Source: History of Northwestern Ohio - Vol. II _ 1917 - Page 699

F. J. Reynolds
FREDERICK J. REYNOLDS.  A son of the late Sheldon Clark Reynolds, who was one of the most conspicuous figures in business, financial and railroad interests in the State of Ohio, Frederick Jesse Reynolds has exhibited the same business calibre of his honored father, and for a number of years has been an official and is now president of the First National Bank of Toledo, one of the largest and most influential banking houses of the Middle West.
     The First National Bank of Toledo was established in 1863, the same year the National Banking Act became a law.  At the present time the resources of this institution aggregate approximately $10,000,000.  The capital is $500,000, and the surplus and undivided profits amount to $250,000.  The great strength of the bank as reflected in its assets is supplemented by the integrity of its officers and directors. Besides Mr. Reynolds as president the three vice presidents are Rathbun Fuller, John N. Willys and Harold S. Reynolds, while Joseph M. Spencer is vice president and cashier.  These officials and the other directors are all men conspicuous in Toledo business and finance.
     Frederick Jesse Reynolds was born in Jackson, Michigan, August 25, 1857, and represents some of the old American stock, the first of the family having come to this country and settled at Providence, Rhode Island, in 1632.  Some of his ancestors fought in the Revolutionary war.

◇ ◇ ◇

* _ACTION ITEM 1_
For each statement, answer yes or no on whether it agrees with the sketch of Frederick J. Reynolds, and quote the words of the sketch that decide it: (a) The First National Bank of Toledo was founded in 1863. (b) Frederick Jesse Reynolds was born in Toledo. (c) The bank's capital is $250,000.
* _ACTION ITEM 2_
Write the next part of the sketch of Frederick J. Reynolds, picking up after its last sentence.
The listing has no connection to the sketch of Frederick J. Reynolds.

Items from a dataset:
◇ ◇ ◇

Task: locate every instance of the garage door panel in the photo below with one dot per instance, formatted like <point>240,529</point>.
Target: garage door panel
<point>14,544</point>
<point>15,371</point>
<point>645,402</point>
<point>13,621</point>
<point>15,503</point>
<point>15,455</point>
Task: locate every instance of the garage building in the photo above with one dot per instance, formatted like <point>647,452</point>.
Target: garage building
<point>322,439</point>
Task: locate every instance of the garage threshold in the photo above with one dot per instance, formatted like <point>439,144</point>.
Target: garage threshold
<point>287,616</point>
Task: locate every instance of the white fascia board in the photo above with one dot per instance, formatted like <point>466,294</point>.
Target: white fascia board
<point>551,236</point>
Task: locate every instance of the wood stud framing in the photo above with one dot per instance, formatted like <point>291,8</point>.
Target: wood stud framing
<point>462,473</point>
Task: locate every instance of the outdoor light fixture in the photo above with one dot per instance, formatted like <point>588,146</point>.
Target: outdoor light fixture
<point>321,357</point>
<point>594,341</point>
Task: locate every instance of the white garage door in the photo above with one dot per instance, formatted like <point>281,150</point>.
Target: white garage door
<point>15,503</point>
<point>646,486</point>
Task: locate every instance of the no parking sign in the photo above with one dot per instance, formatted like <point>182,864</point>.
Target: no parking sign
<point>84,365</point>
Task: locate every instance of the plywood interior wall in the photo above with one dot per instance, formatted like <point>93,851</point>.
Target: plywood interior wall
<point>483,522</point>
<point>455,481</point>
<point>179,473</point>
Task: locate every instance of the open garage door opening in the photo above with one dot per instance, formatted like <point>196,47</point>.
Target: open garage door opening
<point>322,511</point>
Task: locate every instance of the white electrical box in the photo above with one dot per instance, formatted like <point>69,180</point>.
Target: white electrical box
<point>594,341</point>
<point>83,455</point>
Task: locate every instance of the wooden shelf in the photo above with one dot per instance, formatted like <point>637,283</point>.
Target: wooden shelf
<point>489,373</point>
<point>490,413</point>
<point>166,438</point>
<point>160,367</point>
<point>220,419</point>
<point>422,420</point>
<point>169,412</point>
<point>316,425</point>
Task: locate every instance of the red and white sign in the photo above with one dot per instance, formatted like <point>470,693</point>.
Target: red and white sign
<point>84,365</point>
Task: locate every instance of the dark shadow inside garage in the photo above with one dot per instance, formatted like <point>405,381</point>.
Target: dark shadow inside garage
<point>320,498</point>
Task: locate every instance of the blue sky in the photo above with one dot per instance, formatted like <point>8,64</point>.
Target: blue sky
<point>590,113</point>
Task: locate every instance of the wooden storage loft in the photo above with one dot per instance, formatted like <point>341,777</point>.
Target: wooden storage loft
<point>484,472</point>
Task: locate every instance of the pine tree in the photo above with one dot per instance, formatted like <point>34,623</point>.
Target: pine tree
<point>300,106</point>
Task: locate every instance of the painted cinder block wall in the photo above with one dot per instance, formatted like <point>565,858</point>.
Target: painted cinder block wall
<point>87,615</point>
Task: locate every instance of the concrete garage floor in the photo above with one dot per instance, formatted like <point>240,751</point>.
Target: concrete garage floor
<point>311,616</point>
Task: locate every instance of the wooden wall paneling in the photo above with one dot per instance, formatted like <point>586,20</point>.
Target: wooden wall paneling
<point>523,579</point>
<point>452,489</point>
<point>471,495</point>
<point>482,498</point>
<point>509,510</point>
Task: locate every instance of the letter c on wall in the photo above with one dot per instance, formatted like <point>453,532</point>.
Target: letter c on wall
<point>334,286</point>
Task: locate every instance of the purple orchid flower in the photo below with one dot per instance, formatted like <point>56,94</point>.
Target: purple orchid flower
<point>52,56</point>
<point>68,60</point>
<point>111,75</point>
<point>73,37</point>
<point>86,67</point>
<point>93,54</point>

◇ ◇ ◇

* _TASK ANSWER 1_
(a) Yes: "The First National Bank of Toledo was established in 1863."
(b) No: "Frederick Jesse Reynolds was born in Jackson, Michigan, August 25, 1857."
(c) No: "The capital is $500,000."

* _TASK ANSWER 2_
     Educated in the Toledo public schools and finishing with courses in business and collegiate institutions, Frederick J. Reynolds gained his practical business experience as clerk in the office of Reynolds Brothers, grain merchants, and after five years he was admitted to the firm and continued actively associated with the business until its affairs were wound up. In 1887 Mr. Reynolds became vice president and general manager of the Toledo & Michigan Belt Railway Company, and was chief managing executive for the company until it was absorbed by the Michigan Central Railroad.
     Mr. Reynolds first became actively identified with the First National Bank of Toledo in 1897 in the capacity of director, and in 1898 was made one of the vice presidents.  In 1909 he succeeded S. C. Schenck as president. He is also a director of the Hocking Valley Railroad Company, and a director of the Mather Springs Company.  He also belongs to the Produce Exchange of New York and the Toledo Commerce Club, and has social relations with Toledo Club, Toledo Country Club, Middle Bass Club, Toledo Yacht Club, Bankers' Club of New York, the Ohio Society of New York, and in Masonry has attained the thirty-second degree of Scottish Rite.   He is a vestryman of Trinity Episcopal Church.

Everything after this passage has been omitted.